- **Instructions to follow**:
Could you output every record below exactly as it appears?

- **Dataset records**:
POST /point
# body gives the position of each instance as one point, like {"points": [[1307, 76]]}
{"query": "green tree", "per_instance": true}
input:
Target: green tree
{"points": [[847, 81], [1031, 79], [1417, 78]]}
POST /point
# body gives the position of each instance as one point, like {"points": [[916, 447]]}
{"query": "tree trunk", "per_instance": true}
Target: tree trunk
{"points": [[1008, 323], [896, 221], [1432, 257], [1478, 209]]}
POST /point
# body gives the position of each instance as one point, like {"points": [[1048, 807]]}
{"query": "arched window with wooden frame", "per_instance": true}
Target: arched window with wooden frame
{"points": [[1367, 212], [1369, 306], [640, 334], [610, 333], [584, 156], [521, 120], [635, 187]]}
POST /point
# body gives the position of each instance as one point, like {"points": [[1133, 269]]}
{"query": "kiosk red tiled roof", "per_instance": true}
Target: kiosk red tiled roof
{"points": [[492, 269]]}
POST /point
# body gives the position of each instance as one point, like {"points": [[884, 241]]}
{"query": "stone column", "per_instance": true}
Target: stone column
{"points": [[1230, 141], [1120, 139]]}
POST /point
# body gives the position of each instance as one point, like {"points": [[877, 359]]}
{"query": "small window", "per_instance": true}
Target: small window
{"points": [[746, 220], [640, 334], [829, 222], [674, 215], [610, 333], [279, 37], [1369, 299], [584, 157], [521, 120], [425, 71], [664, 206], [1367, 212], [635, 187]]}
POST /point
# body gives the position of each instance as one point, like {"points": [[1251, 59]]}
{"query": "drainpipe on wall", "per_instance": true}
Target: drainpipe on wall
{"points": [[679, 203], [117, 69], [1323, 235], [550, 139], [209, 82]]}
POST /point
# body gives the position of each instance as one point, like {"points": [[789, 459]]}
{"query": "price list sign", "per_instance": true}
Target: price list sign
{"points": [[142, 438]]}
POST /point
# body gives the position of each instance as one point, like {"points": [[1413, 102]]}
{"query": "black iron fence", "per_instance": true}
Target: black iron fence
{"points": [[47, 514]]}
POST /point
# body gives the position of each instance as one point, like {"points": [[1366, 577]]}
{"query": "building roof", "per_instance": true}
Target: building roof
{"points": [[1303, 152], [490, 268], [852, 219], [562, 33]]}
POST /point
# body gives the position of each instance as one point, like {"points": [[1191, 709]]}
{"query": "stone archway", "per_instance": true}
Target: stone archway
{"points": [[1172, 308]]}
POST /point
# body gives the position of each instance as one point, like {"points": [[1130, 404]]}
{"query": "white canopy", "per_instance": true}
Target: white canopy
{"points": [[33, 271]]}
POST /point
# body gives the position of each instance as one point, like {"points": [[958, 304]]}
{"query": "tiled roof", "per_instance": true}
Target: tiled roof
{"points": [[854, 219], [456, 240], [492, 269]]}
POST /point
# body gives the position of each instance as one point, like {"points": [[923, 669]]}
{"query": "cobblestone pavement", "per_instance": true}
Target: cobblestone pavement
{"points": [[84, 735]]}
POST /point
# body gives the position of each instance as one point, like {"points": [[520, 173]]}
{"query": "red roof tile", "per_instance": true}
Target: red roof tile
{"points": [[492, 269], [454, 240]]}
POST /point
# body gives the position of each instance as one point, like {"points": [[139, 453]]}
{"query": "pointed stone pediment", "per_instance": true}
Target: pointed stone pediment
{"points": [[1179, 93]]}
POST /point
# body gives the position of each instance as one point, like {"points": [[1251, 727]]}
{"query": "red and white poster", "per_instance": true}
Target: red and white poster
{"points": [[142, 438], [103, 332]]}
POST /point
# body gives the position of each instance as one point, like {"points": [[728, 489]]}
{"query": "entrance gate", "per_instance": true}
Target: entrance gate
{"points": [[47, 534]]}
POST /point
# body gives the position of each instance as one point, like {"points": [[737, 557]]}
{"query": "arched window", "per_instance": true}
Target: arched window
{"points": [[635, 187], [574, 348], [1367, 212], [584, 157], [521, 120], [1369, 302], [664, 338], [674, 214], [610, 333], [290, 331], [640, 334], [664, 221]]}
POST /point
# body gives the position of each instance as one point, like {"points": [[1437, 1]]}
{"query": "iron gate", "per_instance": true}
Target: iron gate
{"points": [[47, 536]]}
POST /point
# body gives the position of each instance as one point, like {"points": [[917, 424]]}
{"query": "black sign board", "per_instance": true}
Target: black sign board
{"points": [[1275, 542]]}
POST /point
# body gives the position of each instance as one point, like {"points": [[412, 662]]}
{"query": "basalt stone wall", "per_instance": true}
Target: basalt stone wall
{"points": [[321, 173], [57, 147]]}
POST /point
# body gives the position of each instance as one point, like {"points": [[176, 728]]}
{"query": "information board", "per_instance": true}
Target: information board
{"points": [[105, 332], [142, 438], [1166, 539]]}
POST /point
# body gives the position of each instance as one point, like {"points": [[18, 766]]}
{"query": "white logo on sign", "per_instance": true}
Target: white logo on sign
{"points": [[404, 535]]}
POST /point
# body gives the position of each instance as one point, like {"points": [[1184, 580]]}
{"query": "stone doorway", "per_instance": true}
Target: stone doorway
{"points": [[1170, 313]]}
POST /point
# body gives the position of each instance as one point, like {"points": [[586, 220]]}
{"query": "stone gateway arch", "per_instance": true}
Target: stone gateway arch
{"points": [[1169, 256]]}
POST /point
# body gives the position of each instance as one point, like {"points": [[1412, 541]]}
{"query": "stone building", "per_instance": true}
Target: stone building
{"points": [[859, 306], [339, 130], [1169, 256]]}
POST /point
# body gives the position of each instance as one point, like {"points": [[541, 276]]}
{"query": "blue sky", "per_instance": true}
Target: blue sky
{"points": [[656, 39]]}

- **Response to the exercise**:
POST /point
# body gives the position of each instance as one point, like {"points": [[1307, 76]]}
{"query": "green tree", "per_instance": true}
input:
Target: green tree
{"points": [[847, 81], [1031, 79], [1417, 78]]}
POST /point
# body gives the position of each instance as one point, like {"points": [[916, 447]]}
{"query": "tree trunk", "per_instance": true}
Target: tree trunk
{"points": [[1008, 323], [896, 221], [1432, 257], [1478, 209]]}
POST /point
# body gives the position of each instance as one point, like {"points": [[1048, 807]]}
{"query": "arched window with wooden frame", "per_instance": true}
Target: arched window with wooden frame
{"points": [[1367, 212], [1369, 306], [640, 334], [610, 333], [584, 156], [521, 120], [635, 187]]}
POST /point
# body gives the position of each instance as one point, like {"points": [[1133, 269]]}
{"query": "kiosk red tiled roof", "per_instance": true}
Target: kiosk red tiled roof
{"points": [[492, 269]]}
POST /point
# body gives the position of each instance as one point, like {"points": [[884, 241]]}
{"query": "stone column", "per_instance": true}
Target: stone column
{"points": [[1230, 141], [1120, 139]]}
POST /point
# body gives the position of each instance as one point, like {"points": [[877, 359]]}
{"query": "small window", "per_instance": true}
Target: small window
{"points": [[746, 220], [640, 334], [829, 222], [674, 215], [610, 333], [279, 37], [1369, 299], [584, 157], [521, 120], [425, 71], [664, 206], [1367, 212], [635, 187]]}
POST /point
# body gives the position of each instance as one point, like {"points": [[1251, 59]]}
{"query": "drainpipe on wall", "per_instance": true}
Target: drainpipe on wall
{"points": [[679, 203], [117, 69], [1323, 235], [550, 139], [209, 82]]}
POST /point
# body gives the position of each instance as one point, like {"points": [[789, 459]]}
{"query": "price list sign", "per_instance": true}
Target: price list sign
{"points": [[142, 438]]}
POST /point
# body gives the position of each instance as one point, like {"points": [[1413, 102]]}
{"query": "black iron fence", "per_instance": true}
Target: black iron fence
{"points": [[47, 514]]}
POST /point
# body gives the position of each instance as one point, like {"points": [[1366, 577]]}
{"query": "building roof", "per_instance": true}
Target: building roof
{"points": [[1303, 152], [490, 268], [852, 219], [562, 33]]}
POST /point
# body gives the position of each instance as one point, like {"points": [[1191, 709]]}
{"query": "stone archway", "per_instance": true}
Target: stone archway
{"points": [[1172, 308]]}
POST /point
# body gives the position of each instance as one point, like {"points": [[1130, 404]]}
{"query": "white canopy", "per_instance": true}
Target: white canopy
{"points": [[33, 271]]}
POST /point
# body gives the position of each instance as one point, like {"points": [[958, 304]]}
{"query": "tiled roof", "per_instance": true}
Target: tiled roof
{"points": [[854, 219], [456, 240], [492, 269]]}
POST /point
# body gives the position of each instance as one point, like {"points": [[923, 669]]}
{"query": "cobblestone pavement", "per_instance": true}
Target: cobblestone pavement
{"points": [[84, 735]]}
POST /point
# body gives the position of each instance as one point, like {"points": [[520, 173]]}
{"query": "red roof tile", "per_instance": true}
Target: red roof tile
{"points": [[492, 269], [454, 240]]}
POST /point
# body gives the position of each instance as one point, like {"points": [[139, 453]]}
{"query": "pointed stone pediment", "per_instance": true}
Target: pointed stone pediment
{"points": [[1179, 93]]}
POST /point
# body gives the position of each instance as one point, like {"points": [[1251, 727]]}
{"query": "red and white poster", "per_instance": true}
Target: red and white poster
{"points": [[142, 438], [103, 332]]}
POST /point
# body gives the position of each instance as one point, like {"points": [[728, 489]]}
{"query": "entrance gate", "per_instance": true}
Target: entrance gate
{"points": [[47, 534]]}
POST /point
# body gives the position of each instance as one point, like {"points": [[737, 557]]}
{"query": "arched window", "per_instance": true}
Target: arched window
{"points": [[635, 187], [574, 348], [1367, 212], [584, 157], [521, 120], [1369, 302], [664, 338], [674, 214], [610, 333], [290, 331], [640, 334], [664, 221]]}
POST /point
# body gives the position of each instance as one point, like {"points": [[1437, 1]]}
{"query": "iron gate", "per_instance": true}
Target: iron gate
{"points": [[47, 536]]}
POST /point
# body gives the position of each instance as one point, like {"points": [[917, 424]]}
{"query": "black sign board", "per_instance": true}
Target: black sign board
{"points": [[1275, 542]]}
POST /point
# body gives the position of each instance as one point, like {"points": [[412, 662]]}
{"query": "basalt stone wall", "per_instance": true}
Target: basalt stone wall
{"points": [[321, 173], [57, 147]]}
POST /point
# body gives the position of each instance as one point, like {"points": [[176, 728]]}
{"query": "information board", "per_instance": true}
Target: information board
{"points": [[105, 332], [142, 438], [1166, 539]]}
POST /point
# body gives the position of each instance as one point, like {"points": [[18, 766]]}
{"query": "white logo on sign", "per_instance": true}
Target: white logo on sign
{"points": [[404, 535]]}
POST /point
# body gives the position of each instance as one point, like {"points": [[1184, 580]]}
{"query": "stone doorway", "per_instance": true}
Target: stone doorway
{"points": [[1170, 313]]}
POST /point
# body gives the position of each instance as one point, like {"points": [[586, 220]]}
{"query": "stone gateway arch", "per_instance": true}
Target: stone gateway arch
{"points": [[1169, 256]]}
POST /point
# body gives the position of each instance as one point, like {"points": [[1412, 541]]}
{"query": "stone building", "per_instance": true}
Target: stone building
{"points": [[859, 306], [339, 130], [1169, 256]]}
POST /point
# body gives the position of each instance as one point, like {"points": [[541, 276]]}
{"query": "blue sky", "per_instance": true}
Target: blue sky
{"points": [[656, 39]]}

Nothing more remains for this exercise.